BEGIN Source material
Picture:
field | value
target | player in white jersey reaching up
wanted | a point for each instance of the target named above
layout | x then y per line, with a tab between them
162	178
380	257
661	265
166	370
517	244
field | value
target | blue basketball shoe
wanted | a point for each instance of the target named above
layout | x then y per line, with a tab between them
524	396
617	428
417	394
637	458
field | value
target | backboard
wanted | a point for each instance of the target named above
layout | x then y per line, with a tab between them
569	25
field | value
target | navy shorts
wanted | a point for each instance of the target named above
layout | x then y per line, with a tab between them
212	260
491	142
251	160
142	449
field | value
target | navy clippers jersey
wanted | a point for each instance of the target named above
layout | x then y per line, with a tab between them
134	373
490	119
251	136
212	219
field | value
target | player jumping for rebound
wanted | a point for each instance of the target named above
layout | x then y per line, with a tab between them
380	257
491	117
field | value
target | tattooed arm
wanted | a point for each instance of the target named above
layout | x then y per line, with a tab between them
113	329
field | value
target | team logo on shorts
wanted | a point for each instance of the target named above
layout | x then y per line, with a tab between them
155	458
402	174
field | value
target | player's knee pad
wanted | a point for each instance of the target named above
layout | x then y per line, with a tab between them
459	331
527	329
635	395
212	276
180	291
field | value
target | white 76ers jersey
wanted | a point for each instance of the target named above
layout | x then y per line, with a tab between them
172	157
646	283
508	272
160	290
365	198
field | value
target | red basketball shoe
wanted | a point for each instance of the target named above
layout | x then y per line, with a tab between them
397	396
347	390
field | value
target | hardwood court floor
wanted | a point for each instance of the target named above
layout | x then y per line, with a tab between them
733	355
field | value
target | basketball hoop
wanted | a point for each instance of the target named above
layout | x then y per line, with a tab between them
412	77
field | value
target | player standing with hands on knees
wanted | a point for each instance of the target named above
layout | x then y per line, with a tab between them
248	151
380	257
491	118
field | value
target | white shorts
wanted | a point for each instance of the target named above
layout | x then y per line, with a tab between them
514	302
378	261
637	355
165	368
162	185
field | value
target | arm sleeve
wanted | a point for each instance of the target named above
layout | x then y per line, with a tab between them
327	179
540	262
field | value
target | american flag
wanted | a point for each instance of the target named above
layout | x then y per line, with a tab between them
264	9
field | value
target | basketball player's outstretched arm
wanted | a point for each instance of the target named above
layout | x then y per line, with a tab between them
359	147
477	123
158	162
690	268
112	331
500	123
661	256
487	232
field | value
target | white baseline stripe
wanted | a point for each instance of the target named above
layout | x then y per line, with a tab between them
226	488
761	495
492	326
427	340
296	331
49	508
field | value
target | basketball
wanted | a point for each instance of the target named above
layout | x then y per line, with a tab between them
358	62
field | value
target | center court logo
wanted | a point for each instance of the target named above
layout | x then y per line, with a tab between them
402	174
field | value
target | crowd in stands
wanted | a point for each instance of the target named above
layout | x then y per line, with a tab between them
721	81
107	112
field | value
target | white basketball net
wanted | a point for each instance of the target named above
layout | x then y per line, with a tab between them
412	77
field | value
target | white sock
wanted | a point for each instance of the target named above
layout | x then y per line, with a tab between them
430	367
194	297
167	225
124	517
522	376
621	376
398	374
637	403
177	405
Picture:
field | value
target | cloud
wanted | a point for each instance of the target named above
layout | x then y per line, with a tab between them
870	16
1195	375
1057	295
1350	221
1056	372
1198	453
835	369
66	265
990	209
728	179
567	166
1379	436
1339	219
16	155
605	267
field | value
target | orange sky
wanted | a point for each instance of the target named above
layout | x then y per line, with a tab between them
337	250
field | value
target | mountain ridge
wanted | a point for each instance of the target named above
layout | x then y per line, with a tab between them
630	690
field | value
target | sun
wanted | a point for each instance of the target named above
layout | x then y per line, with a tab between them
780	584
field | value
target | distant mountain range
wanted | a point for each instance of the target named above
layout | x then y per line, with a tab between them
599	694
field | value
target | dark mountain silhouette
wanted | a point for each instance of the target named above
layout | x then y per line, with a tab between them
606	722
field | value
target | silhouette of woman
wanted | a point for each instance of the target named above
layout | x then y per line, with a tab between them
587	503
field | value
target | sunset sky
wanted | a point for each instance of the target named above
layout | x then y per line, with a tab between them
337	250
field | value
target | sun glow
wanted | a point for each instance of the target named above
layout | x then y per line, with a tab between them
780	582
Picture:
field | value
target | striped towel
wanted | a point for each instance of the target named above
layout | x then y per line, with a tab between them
END Source material
Try it>
Only a number is wanted: how many lines of the material include the word "logo".

Result>
2